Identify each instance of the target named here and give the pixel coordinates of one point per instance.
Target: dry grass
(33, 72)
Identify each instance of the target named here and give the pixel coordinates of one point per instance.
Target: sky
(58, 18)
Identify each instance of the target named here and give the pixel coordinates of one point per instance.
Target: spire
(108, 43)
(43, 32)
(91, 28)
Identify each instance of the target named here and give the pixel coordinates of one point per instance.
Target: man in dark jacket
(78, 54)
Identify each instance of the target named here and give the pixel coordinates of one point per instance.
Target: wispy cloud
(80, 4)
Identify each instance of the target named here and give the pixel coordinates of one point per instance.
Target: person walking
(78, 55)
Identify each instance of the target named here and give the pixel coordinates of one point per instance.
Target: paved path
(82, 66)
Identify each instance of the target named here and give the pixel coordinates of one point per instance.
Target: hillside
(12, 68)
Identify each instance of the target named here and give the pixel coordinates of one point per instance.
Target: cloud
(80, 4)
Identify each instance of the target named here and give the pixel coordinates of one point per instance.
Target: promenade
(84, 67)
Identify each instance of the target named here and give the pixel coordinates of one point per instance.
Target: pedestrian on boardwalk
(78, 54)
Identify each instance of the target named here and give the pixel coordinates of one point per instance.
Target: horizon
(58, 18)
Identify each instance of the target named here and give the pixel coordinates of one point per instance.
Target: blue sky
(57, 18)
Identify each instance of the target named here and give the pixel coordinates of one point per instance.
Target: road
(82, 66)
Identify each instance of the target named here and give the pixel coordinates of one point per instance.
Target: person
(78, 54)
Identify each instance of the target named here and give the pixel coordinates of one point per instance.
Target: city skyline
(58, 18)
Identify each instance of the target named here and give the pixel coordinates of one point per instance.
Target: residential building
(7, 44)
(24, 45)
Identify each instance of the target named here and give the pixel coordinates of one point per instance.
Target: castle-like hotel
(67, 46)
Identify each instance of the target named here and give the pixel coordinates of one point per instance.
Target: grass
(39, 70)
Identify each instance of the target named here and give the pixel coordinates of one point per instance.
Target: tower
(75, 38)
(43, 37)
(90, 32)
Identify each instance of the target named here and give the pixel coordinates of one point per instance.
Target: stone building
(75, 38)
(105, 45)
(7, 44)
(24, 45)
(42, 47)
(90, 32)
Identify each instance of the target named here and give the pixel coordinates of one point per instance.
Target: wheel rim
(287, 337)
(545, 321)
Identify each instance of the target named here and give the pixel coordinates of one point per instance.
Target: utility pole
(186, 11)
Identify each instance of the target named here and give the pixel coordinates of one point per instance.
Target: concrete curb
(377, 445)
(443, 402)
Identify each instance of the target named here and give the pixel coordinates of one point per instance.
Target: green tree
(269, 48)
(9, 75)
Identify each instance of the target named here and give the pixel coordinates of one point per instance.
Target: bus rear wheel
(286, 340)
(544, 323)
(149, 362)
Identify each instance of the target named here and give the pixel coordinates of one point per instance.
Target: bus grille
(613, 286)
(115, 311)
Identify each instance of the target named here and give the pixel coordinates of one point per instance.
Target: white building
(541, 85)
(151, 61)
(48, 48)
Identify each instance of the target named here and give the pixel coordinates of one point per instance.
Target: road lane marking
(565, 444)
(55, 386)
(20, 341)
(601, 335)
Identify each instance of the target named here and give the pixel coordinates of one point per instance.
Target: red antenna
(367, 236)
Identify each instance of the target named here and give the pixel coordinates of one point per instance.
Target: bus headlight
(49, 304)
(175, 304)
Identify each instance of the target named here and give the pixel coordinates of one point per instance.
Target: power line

# # # # # # #

§ THE TASK
Reproduce the material exactly, with every line intact.

§ FINISHED EXERCISE
Identify each instance of the target named here and give the pixel coordinates of one point per instance.
Target: dry grass
(33, 72)
Identify each instance of the target named here and give the pixel coordinates of one point per instance.
Target: sky
(58, 18)
Identify each instance of the target named here and give the pixel coordinates of one point per instance.
Target: spire
(108, 43)
(43, 32)
(91, 28)
Identify each instance of the target named here and give the pixel coordinates of one point per instance.
Target: man in dark jacket
(78, 54)
Identify each instance of the target named here and give the pixel coordinates of one point per instance.
Target: wispy cloud
(80, 4)
Identify each instance of the target named here and give the pixel coordinates of one point per instance.
Target: person walking
(78, 55)
Identify each instance of the target named here and give the pixel coordinates of one point per instance.
Target: paved path
(82, 66)
Identify each instance of the target named here and give the pixel coordinates of one point per instance.
Target: hillside
(12, 68)
Identify each instance of the target named here and give the pixel coordinates of one point per instance.
Target: cloud
(80, 4)
Identify each instance of the target named here and give the pixel coordinates of one point per instance.
Target: promenade
(84, 67)
Identify each instance of the target named here and give the pixel coordinates of one point per instance.
Target: pedestrian on boardwalk
(78, 54)
Identify each instance of the target named here and give the pixel coordinates of one point per instance.
Target: horizon
(58, 18)
Identify each instance of the target named here and give the pixel coordinates of one point per instance.
Target: blue sky
(57, 18)
Identify each instance of the target named here and give the pixel coordinates of one point per instance.
Target: road
(82, 66)
Identify each instance of the target named here and give the pixel coordinates of one point per instance.
Target: person
(78, 54)
Identify each instance of the target named here and give the pixel coordinates of one point per instance.
Target: city skyline
(58, 18)
Identify each instance of the target named here and give the pixel coordinates of one point per instance.
Target: residential building
(7, 44)
(24, 45)
Identify each instance of the target named here and give the pixel coordinates of one point per instance.
Target: castle-like hotel
(67, 46)
Identify each instance of the target named here and give the pixel coordinates of one point per instance.
Target: grass
(39, 70)
Identify each instance of the target named here and give the pixel coordinates of one point per instance.
Target: tower
(75, 38)
(43, 37)
(90, 32)
Identify each instance of the target named here and give the pixel coordinates of one point per instance.
Target: stone building
(75, 38)
(105, 45)
(7, 44)
(24, 45)
(42, 47)
(90, 32)
Identify each instance of the target named here and give the pixel coordinates of one point per instance.
Target: wheel rim
(287, 337)
(545, 321)
Identify each instance of the target named here and give the pixel coordinates of one point per instance.
Target: utility pole
(186, 11)
Identify each instance of the target named here and give the pixel coordinates of one point per instance.
Target: concrete curb
(377, 445)
(443, 402)
Identify each instance of the target named here and give the pixel coordinates of one point per instance.
Target: green tree
(269, 48)
(9, 75)
Identify each instance of the target named here and give the pixel coordinates of one point per instance.
Target: bus rear wheel
(286, 340)
(544, 323)
(149, 362)
Identify each instance of the target named here and give the pixel coordinates of one point per instance.
Target: bus grille
(613, 286)
(115, 311)
Identify each instance of the target named here and give the pixel coordinates of one point per instance.
Target: white building
(541, 85)
(151, 61)
(48, 48)
Identify each instance of the target named here and give the pixel coordinates of one point per instance.
Target: road lane marking
(565, 444)
(55, 386)
(20, 341)
(601, 335)
Identify each instance of the target named here and give the pixel coordinates of one point per instance.
Target: red antenna
(367, 236)
Identify each instance of the target named here and give the pixel coordinates of one point per instance.
Target: bus headlight
(49, 304)
(175, 304)
Identify each instance of the target named here and give the pixel coordinates of one point per instance.
Target: power line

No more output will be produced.